Selected excerpt ▸
———

From da6ef50254b5b45f9bfbd1b85f6e6cda66ab84c0 Mon Sep 17 00:00:00 2001
From: readwrightexecute <me@austinwright.com>
Date: Sat, 23 May 2026 10:31:39 -0500
Subject: [PATCH] docs: document config.yaml

---
 README.md                           |  84 ++++-----
 docs/CONFIGURATION.md               | 212 +++++++++++++++++++++++
 internal/config/config_docs_test.go | 253 ++++++++++++++++++++++++++++
 3 files changed, 499 insertions(+), 50 deletions(-)
 create mode 100644 docs/CONFIGURATION.md
 create mode 100644 internal/config/config_docs_test.go

diff --git a/README.md b/README.md
index e5e5c8e..c586d57 100644
--- a/README.md
+++ b/README.md
@@ -275,17 +275,38 @@ for all 10 per-language benchmark deep dives.

———

Record set ▸

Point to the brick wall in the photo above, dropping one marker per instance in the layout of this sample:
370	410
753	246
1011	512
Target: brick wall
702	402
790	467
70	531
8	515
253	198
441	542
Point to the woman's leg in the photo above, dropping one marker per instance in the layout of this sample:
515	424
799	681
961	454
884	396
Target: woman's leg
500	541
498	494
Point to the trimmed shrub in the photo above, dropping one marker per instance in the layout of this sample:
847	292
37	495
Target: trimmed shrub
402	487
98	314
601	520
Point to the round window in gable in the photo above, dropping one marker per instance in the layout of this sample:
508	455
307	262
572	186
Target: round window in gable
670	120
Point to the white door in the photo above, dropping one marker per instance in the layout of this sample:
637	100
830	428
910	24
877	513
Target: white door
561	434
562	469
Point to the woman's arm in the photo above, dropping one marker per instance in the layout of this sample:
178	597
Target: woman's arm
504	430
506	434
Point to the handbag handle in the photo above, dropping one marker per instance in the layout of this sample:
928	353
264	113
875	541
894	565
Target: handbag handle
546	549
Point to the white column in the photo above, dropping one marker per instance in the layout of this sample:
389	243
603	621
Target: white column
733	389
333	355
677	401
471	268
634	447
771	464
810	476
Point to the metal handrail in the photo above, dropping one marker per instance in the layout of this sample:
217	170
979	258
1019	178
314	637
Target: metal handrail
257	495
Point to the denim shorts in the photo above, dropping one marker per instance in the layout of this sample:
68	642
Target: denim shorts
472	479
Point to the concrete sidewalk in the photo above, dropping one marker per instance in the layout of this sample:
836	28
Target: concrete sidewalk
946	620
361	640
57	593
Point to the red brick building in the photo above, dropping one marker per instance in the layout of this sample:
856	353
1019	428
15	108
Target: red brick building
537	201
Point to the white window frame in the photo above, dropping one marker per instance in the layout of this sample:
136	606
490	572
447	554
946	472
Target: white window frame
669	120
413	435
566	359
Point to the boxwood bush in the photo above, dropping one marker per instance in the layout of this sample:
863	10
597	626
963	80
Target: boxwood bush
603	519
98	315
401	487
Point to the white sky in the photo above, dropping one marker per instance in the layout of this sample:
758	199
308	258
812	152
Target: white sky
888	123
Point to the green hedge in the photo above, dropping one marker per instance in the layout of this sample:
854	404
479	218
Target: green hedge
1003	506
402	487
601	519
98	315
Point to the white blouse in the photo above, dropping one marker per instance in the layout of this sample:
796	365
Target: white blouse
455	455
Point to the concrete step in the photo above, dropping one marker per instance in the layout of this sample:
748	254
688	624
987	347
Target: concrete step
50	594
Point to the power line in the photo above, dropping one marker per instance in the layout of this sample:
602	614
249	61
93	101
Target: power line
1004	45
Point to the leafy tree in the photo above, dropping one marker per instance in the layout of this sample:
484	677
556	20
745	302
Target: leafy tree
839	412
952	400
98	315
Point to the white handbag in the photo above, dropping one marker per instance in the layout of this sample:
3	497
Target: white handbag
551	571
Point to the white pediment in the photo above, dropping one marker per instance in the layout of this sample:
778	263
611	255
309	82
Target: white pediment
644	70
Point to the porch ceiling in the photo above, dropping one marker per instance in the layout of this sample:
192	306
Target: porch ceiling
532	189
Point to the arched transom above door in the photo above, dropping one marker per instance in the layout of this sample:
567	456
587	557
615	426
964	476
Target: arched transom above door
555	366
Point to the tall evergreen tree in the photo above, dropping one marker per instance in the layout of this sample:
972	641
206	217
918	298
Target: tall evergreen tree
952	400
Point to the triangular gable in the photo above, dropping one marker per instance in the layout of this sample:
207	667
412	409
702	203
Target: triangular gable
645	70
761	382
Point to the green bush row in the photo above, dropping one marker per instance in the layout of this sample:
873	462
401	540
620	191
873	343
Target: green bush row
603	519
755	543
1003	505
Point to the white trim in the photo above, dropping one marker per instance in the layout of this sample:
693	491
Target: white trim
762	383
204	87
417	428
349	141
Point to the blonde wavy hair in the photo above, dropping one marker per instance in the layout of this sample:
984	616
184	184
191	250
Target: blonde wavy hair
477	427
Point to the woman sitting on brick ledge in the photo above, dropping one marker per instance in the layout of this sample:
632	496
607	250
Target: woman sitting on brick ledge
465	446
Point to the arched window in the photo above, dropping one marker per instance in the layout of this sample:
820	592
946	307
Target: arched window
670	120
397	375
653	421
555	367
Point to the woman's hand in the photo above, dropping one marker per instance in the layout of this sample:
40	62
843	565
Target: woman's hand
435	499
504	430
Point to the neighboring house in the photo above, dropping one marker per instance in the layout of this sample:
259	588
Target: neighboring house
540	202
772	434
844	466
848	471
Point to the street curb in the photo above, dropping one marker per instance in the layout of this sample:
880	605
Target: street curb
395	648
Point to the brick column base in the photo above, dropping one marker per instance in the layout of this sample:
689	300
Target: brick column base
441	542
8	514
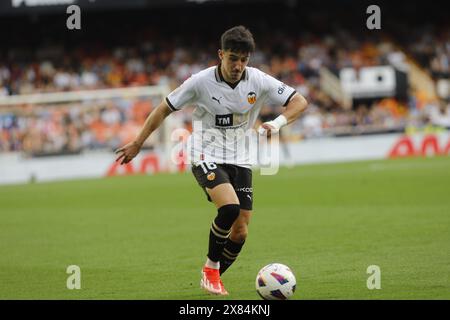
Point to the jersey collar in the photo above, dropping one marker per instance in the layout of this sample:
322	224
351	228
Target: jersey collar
219	77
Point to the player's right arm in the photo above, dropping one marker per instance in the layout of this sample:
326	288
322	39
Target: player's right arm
153	121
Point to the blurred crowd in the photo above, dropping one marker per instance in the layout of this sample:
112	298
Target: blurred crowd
296	59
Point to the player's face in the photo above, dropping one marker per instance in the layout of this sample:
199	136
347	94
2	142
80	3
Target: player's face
233	64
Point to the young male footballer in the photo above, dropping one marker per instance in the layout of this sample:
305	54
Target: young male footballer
228	97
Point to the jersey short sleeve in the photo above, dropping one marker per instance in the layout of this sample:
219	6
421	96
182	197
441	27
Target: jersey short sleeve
278	93
182	95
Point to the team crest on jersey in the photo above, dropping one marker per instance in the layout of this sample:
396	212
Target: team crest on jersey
251	97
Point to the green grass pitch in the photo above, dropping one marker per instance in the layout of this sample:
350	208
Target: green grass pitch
145	237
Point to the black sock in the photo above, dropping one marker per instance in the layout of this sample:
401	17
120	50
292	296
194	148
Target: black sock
229	255
220	230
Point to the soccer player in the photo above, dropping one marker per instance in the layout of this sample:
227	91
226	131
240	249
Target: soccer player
228	98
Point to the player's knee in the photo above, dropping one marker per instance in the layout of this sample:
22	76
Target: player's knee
226	216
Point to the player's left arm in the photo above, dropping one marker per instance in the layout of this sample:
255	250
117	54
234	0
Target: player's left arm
295	107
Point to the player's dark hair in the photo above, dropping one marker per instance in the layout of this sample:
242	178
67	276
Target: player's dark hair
238	39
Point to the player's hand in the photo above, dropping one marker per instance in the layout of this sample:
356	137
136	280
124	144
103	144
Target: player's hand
267	129
128	152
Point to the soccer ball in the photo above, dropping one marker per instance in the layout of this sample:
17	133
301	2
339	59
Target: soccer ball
275	282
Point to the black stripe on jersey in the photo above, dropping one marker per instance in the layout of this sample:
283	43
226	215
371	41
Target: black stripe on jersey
289	98
170	105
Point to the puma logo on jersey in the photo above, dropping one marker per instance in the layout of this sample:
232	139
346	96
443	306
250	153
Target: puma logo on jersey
218	100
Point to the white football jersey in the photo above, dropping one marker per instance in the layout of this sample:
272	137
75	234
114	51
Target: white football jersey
224	116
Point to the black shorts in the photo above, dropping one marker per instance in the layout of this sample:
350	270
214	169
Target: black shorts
210	174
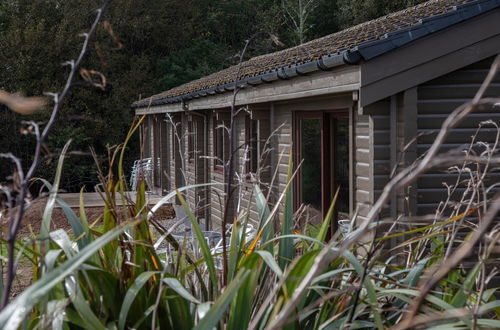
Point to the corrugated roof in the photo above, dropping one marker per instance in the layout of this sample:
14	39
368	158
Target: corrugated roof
363	41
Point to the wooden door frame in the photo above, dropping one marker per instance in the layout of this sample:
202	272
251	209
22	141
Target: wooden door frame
325	117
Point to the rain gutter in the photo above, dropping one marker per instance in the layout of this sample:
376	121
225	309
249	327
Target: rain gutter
362	52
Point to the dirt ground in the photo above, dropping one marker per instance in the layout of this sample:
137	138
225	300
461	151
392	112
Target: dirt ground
31	223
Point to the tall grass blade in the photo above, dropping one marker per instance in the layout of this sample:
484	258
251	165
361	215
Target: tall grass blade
325	226
205	250
286	250
177	286
14	313
213	316
82	307
130	296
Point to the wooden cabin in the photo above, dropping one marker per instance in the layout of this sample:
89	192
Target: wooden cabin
348	104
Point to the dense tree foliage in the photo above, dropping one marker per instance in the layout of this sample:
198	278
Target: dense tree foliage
163	43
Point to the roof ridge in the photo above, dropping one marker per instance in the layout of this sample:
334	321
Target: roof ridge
362	41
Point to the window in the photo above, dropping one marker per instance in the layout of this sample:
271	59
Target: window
221	144
191	140
253	144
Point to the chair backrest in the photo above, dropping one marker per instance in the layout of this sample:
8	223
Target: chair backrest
144	168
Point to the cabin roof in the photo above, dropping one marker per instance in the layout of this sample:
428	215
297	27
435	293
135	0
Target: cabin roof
350	46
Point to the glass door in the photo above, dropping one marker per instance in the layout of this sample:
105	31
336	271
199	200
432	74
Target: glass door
322	149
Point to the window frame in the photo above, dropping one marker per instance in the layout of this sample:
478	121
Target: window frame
251	142
220	156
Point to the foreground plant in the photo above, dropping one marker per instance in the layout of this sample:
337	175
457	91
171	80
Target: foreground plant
112	274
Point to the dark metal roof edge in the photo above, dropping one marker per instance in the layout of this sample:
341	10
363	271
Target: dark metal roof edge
427	26
364	51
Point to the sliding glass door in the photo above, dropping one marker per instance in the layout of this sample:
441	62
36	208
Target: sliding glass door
322	150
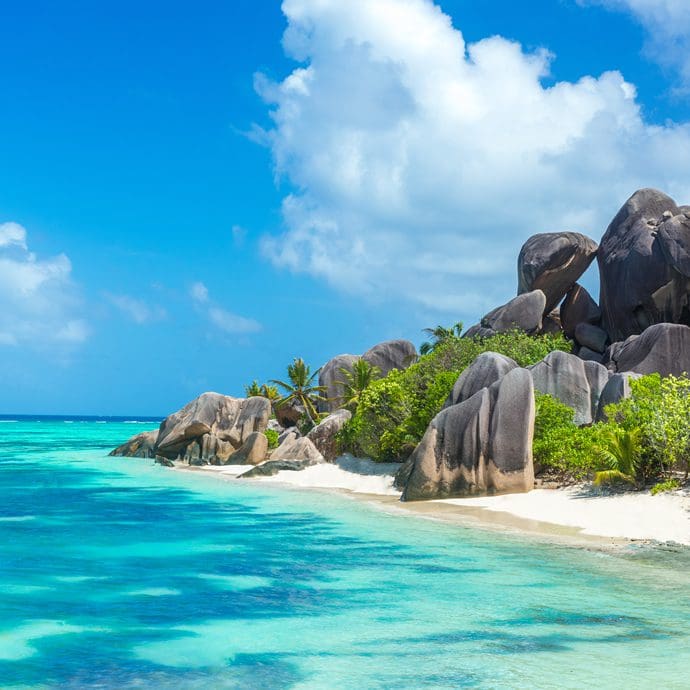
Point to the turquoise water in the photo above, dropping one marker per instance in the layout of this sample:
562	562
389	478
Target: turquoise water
115	573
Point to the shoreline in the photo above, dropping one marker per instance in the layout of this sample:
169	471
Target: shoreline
572	517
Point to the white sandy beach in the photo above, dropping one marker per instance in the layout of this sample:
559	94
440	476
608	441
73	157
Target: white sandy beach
628	516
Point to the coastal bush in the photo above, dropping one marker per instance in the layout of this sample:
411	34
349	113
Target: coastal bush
561	447
272	437
660	409
394	412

———

What you will do ▸
1 – Rename "README.md" to "OVERVIEW.md" in the config.yaml documentation patch and give back the stretch that starts at the words "From da6ef50254b5b45f9bfbd1b85f6e6cda66ab84c0 Mon" and ends after "insertions(+), 50 deletions(-)".
2 – Carry on writing the config.yaml documentation patch from the point where it stops.

Results of the tasks ▸
1 –
From da6ef50254b5b45f9bfbd1b85f6e6cda66ab84c0 Mon Sep 17 00:00:00 2001
From: readwrightexecute <me@austinwright.com>
Date: Sat, 23 May 2026 10:31:39 -0500
Subject: [PATCH] docs: document config.yaml

---
 OVERVIEW.md                           |  84 ++++-----
 docs/CONFIGURATION.md               | 212 +++++++++++++++++++++++
 internal/config/config_docs_test.go | 253 ++++++++++++++++++++++++++++
 3 files changed, 499 insertions(+), 50 deletions(-)

2 –
 ## Configuration
 
-All configuration is via environment variables:
+Lumen supports persistent YAML configuration and environment variable overrides.
+For full details, see [docs/CONFIGURATION.md](docs/CONFIGURATION.md).
 
-| Variable                 | Default                  | Description                                                   |
-| ------------------------ | ------------------------ | ------------------------------------------------------------- |
+By default, Lumen reads YAML config from:
+
+- `$XDG_CONFIG_HOME/lumen/config.yaml`, or
+- `~/.config/lumen/config.yaml` when `XDG_CONFIG_HOME` is unset.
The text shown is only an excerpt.